[Position annotation data]
----------------------------------------

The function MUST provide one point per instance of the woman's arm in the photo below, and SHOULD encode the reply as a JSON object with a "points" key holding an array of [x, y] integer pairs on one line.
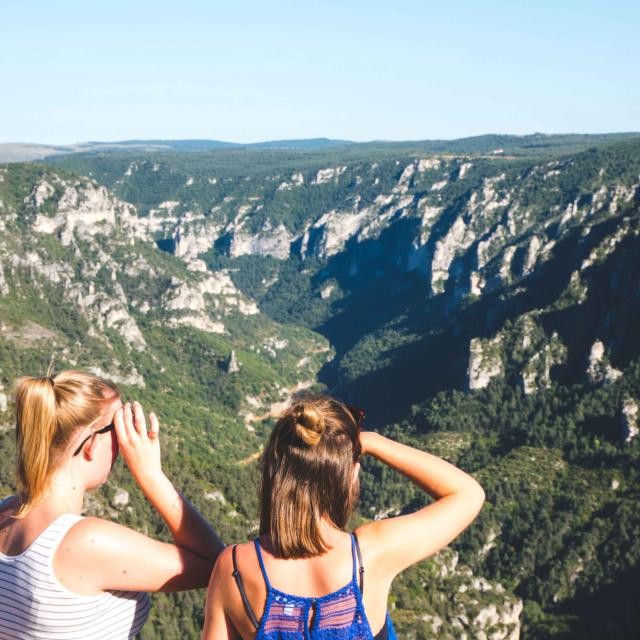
{"points": [[141, 451], [97, 555], [396, 543]]}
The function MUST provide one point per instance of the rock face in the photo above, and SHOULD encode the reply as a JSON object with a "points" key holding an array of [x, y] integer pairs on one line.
{"points": [[598, 369], [233, 366], [629, 419], [270, 241], [463, 605], [485, 362], [536, 374]]}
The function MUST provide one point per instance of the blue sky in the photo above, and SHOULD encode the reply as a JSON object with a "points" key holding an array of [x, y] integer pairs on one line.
{"points": [[72, 71]]}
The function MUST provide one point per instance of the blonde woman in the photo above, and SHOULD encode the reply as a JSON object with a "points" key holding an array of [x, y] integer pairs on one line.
{"points": [[305, 577], [67, 576]]}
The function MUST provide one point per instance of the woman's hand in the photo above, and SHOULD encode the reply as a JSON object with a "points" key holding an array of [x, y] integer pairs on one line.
{"points": [[140, 448]]}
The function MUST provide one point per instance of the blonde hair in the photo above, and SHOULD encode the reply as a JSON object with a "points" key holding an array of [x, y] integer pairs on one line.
{"points": [[307, 475], [48, 412]]}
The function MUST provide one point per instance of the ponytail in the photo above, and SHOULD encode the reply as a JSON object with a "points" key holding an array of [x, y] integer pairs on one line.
{"points": [[35, 432], [48, 412]]}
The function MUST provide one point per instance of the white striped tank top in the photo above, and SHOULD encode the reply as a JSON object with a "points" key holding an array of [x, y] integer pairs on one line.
{"points": [[34, 605]]}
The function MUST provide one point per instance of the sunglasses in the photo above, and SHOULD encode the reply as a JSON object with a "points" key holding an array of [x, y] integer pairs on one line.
{"points": [[109, 427]]}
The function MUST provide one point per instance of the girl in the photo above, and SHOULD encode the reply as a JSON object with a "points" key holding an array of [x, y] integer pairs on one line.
{"points": [[305, 577], [65, 576]]}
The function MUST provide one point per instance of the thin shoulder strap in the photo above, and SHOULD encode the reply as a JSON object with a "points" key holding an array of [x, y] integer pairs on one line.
{"points": [[256, 542], [243, 595], [356, 546]]}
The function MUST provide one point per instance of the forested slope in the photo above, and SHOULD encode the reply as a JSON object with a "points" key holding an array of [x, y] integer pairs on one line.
{"points": [[481, 305]]}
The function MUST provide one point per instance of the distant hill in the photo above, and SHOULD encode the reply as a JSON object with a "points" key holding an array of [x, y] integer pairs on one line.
{"points": [[535, 144], [25, 152]]}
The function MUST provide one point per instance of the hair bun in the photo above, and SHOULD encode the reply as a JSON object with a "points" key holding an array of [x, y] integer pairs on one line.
{"points": [[309, 423]]}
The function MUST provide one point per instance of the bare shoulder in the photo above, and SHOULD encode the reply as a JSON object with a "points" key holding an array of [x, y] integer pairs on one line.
{"points": [[8, 506], [241, 556], [95, 532]]}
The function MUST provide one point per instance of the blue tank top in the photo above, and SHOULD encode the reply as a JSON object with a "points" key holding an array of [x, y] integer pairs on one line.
{"points": [[337, 616]]}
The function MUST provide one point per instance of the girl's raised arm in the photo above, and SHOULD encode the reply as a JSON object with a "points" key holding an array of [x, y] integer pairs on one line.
{"points": [[397, 543]]}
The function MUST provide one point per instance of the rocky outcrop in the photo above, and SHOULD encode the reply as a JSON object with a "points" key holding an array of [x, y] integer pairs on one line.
{"points": [[462, 605], [629, 419], [598, 368], [269, 241], [84, 209], [233, 366], [327, 175], [485, 362], [536, 374], [330, 232], [120, 498]]}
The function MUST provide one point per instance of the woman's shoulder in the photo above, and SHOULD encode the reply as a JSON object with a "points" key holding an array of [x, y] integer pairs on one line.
{"points": [[9, 505]]}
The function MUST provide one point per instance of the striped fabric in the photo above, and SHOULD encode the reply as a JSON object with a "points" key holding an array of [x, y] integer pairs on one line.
{"points": [[337, 616], [34, 605]]}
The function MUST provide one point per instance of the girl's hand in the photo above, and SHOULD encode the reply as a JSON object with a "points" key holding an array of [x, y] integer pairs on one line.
{"points": [[139, 448], [365, 441]]}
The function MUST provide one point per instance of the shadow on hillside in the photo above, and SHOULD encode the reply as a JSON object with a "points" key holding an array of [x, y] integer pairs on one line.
{"points": [[385, 301]]}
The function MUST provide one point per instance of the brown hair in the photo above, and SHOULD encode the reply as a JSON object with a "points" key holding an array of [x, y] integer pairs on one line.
{"points": [[307, 473], [48, 412]]}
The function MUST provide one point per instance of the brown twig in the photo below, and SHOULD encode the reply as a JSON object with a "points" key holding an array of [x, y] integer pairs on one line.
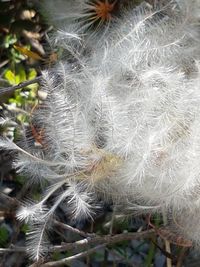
{"points": [[72, 229], [107, 239], [74, 257]]}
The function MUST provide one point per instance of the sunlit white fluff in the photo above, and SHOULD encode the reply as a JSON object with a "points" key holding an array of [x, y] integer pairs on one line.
{"points": [[121, 122]]}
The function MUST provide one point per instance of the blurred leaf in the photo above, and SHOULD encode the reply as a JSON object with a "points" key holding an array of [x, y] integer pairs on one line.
{"points": [[32, 74], [10, 77], [20, 25], [6, 18], [24, 228], [27, 52], [4, 235], [9, 40]]}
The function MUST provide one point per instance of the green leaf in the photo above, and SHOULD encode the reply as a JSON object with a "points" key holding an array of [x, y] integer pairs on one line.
{"points": [[4, 235], [10, 77]]}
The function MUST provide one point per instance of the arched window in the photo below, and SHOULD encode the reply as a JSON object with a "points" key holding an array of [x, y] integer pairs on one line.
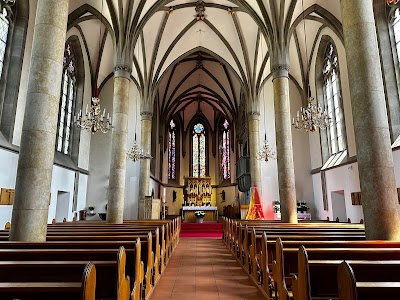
{"points": [[172, 151], [68, 93], [4, 27], [199, 150], [225, 152], [333, 102]]}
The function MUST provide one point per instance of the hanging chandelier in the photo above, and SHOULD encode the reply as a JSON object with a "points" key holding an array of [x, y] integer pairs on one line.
{"points": [[312, 117], [392, 2], [94, 120], [135, 153], [265, 153]]}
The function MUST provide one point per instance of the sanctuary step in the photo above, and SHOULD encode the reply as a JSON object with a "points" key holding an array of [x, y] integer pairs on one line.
{"points": [[206, 229], [204, 269]]}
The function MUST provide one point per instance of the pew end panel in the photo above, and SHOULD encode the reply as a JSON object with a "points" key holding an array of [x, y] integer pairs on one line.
{"points": [[346, 282], [123, 280]]}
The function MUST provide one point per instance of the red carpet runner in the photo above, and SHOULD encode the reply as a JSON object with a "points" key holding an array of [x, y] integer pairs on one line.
{"points": [[206, 229]]}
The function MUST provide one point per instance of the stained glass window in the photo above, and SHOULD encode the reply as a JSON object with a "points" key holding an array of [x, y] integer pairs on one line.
{"points": [[333, 103], [199, 151], [68, 91], [4, 27], [172, 151], [225, 153]]}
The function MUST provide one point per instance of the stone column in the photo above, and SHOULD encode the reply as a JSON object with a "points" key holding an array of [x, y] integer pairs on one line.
{"points": [[254, 147], [388, 66], [116, 197], [284, 148], [144, 183], [374, 153], [36, 157]]}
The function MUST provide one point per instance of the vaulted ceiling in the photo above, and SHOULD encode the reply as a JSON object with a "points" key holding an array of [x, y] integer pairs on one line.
{"points": [[187, 50]]}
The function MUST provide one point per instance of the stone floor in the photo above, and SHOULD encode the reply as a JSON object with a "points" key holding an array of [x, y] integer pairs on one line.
{"points": [[204, 269]]}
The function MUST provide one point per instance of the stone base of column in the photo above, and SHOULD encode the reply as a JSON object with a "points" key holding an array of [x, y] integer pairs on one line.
{"points": [[32, 225], [145, 209]]}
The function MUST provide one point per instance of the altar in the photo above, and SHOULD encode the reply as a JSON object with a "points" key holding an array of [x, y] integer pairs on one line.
{"points": [[211, 213]]}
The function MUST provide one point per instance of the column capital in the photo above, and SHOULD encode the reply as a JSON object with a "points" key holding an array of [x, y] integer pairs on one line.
{"points": [[146, 115], [281, 70], [122, 71], [253, 115]]}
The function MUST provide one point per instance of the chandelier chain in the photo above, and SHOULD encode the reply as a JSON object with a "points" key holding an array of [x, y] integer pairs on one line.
{"points": [[313, 116]]}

----------------------------------------

Can you give the lines from the one containing "of the chandelier" through the end of the data as a JSON list of strings, one string per line, with blank lines left out?

[
  "The function MUST provide one point per instance of the chandelier chain in the photo above, and SHOULD encode the reply as a JSON object with a \"points\" key holding an array of [x, y] integer pairs on one line.",
  "{\"points\": [[313, 116]]}"
]